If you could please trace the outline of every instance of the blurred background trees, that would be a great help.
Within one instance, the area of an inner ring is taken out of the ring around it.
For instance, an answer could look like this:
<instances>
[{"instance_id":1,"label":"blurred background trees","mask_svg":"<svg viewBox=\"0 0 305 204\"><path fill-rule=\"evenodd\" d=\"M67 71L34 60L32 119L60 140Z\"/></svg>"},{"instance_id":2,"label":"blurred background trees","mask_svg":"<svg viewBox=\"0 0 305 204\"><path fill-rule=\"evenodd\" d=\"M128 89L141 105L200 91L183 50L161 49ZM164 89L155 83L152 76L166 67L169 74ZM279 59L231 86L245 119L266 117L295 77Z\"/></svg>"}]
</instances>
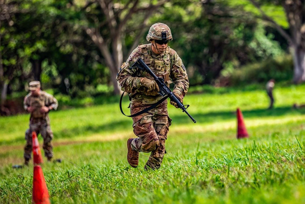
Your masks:
<instances>
[{"instance_id":1,"label":"blurred background trees","mask_svg":"<svg viewBox=\"0 0 305 204\"><path fill-rule=\"evenodd\" d=\"M34 80L63 100L118 94L121 64L157 22L191 86L300 83L303 2L0 0L1 102Z\"/></svg>"}]
</instances>

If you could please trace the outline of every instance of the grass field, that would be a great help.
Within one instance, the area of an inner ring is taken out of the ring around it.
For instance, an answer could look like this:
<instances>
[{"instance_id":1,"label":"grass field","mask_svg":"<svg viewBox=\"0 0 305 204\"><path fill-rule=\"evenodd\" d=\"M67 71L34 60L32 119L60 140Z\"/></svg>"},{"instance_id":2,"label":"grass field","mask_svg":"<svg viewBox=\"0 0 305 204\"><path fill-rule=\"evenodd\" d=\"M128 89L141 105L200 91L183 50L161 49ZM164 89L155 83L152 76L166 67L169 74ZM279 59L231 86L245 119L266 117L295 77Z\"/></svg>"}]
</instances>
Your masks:
<instances>
[{"instance_id":1,"label":"grass field","mask_svg":"<svg viewBox=\"0 0 305 204\"><path fill-rule=\"evenodd\" d=\"M275 108L263 90L187 95L194 124L169 106L173 119L161 168L146 172L126 159L131 119L118 103L53 111L54 158L43 170L52 203L305 203L305 85L277 87ZM128 113L128 102L123 104ZM250 135L236 139L236 108ZM21 164L29 116L0 117L0 203L31 203L33 167ZM40 143L42 140L39 137Z\"/></svg>"}]
</instances>

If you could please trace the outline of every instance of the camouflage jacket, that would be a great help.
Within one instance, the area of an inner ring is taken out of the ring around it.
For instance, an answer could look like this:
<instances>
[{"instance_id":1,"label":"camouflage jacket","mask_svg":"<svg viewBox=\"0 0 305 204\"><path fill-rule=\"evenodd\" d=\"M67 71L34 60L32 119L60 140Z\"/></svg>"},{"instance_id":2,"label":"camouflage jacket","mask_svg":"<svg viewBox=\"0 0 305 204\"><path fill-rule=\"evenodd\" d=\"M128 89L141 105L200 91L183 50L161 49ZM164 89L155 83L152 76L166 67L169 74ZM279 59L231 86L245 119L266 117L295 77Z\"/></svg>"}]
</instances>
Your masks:
<instances>
[{"instance_id":1,"label":"camouflage jacket","mask_svg":"<svg viewBox=\"0 0 305 204\"><path fill-rule=\"evenodd\" d=\"M188 88L188 79L185 67L177 53L167 46L165 51L154 58L151 56L149 48L151 44L140 44L130 54L126 62L122 65L117 76L118 83L122 91L129 94L136 100L142 100L143 104L152 104L162 98L155 91L147 91L142 86L142 77L153 80L146 72L139 69L129 68L139 57L157 76L163 78L165 83L173 82L175 86L173 91L183 98Z\"/></svg>"},{"instance_id":2,"label":"camouflage jacket","mask_svg":"<svg viewBox=\"0 0 305 204\"><path fill-rule=\"evenodd\" d=\"M58 106L58 102L56 99L51 94L46 92L41 91L40 94L37 97L32 95L30 93L24 97L23 101L24 109L27 111L27 108L34 107L35 109L31 113L31 118L45 118L48 116L48 113L40 113L40 109L44 106L51 106L53 109L56 110Z\"/></svg>"}]
</instances>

#### Work to complete:
Can you write out all the items above again with "taken out of" changed to "subtracted from" everywhere it occurs, keeping everything else the same and leaving out the pictures?

#### Result below:
If you could please trace the outline of every instance of the blurred background trees, that would be a great help.
Within one instance, the area of an inner ring is subtracted from the ring around it.
For instance, an answer could look like this:
<instances>
[{"instance_id":1,"label":"blurred background trees","mask_svg":"<svg viewBox=\"0 0 305 204\"><path fill-rule=\"evenodd\" d=\"M67 71L34 60L32 119L60 140Z\"/></svg>"},{"instance_id":2,"label":"blurred background trees","mask_svg":"<svg viewBox=\"0 0 305 204\"><path fill-rule=\"evenodd\" d=\"M128 89L141 105L200 91L183 50L161 49ZM164 89L155 83L152 76L166 67L169 74ZM279 59L231 86L245 119L266 117L295 77Z\"/></svg>"}]
</instances>
Your masks:
<instances>
[{"instance_id":1,"label":"blurred background trees","mask_svg":"<svg viewBox=\"0 0 305 204\"><path fill-rule=\"evenodd\" d=\"M34 80L63 100L118 94L121 64L157 22L191 86L300 83L303 2L0 0L1 102Z\"/></svg>"}]
</instances>

If you could please trace the outline of every instance of the grass field, that would be a great help.
Within one instance, the area of an inner ring is subtracted from the ring around it.
For instance, an answer could look like this:
<instances>
[{"instance_id":1,"label":"grass field","mask_svg":"<svg viewBox=\"0 0 305 204\"><path fill-rule=\"evenodd\" d=\"M67 71L34 60L32 119L60 140Z\"/></svg>"},{"instance_id":2,"label":"grass field","mask_svg":"<svg viewBox=\"0 0 305 204\"><path fill-rule=\"evenodd\" d=\"M128 89L141 105L200 91L183 50L161 49ZM164 89L155 83L152 76L166 67L169 74ZM279 59L231 86L245 119L266 117L295 77Z\"/></svg>"}]
</instances>
Your masks:
<instances>
[{"instance_id":1,"label":"grass field","mask_svg":"<svg viewBox=\"0 0 305 204\"><path fill-rule=\"evenodd\" d=\"M275 108L263 90L187 95L194 124L169 106L173 119L161 168L146 172L126 159L131 119L118 103L53 111L54 158L43 170L52 203L305 203L305 85L277 87ZM128 113L128 102L123 104ZM250 135L236 139L236 108ZM21 164L29 116L0 117L0 203L31 203L33 167ZM40 143L42 140L39 137Z\"/></svg>"}]
</instances>

If you could please trace the outline of every instance of the camouflage jacket, that would be a great help.
Within one instance, the area of an inner ring is subtracted from the ring around it.
For instance, an answer could look like this:
<instances>
[{"instance_id":1,"label":"camouflage jacket","mask_svg":"<svg viewBox=\"0 0 305 204\"><path fill-rule=\"evenodd\" d=\"M67 71L34 60L32 119L60 140Z\"/></svg>"},{"instance_id":2,"label":"camouflage jacket","mask_svg":"<svg viewBox=\"0 0 305 204\"><path fill-rule=\"evenodd\" d=\"M128 89L141 105L200 91L183 50L161 49ZM164 89L155 83L152 76L166 67L169 74ZM279 59L231 86L245 119L266 117L295 77Z\"/></svg>"}]
</instances>
Your masks:
<instances>
[{"instance_id":1,"label":"camouflage jacket","mask_svg":"<svg viewBox=\"0 0 305 204\"><path fill-rule=\"evenodd\" d=\"M188 88L188 79L185 67L177 53L167 46L165 51L154 58L151 56L149 48L151 44L140 44L130 54L126 62L122 65L117 76L118 83L122 91L129 94L136 100L142 100L143 104L152 104L162 98L155 91L147 91L142 86L142 77L153 80L146 72L139 69L129 68L139 57L157 76L163 78L165 83L173 82L175 86L173 91L183 98Z\"/></svg>"},{"instance_id":2,"label":"camouflage jacket","mask_svg":"<svg viewBox=\"0 0 305 204\"><path fill-rule=\"evenodd\" d=\"M58 106L58 102L56 99L51 94L46 92L41 91L40 94L37 97L32 95L30 93L24 97L23 101L24 109L27 111L27 108L34 107L35 109L31 113L31 118L45 118L48 116L48 113L40 113L40 109L44 106L51 106L53 109L56 110Z\"/></svg>"}]
</instances>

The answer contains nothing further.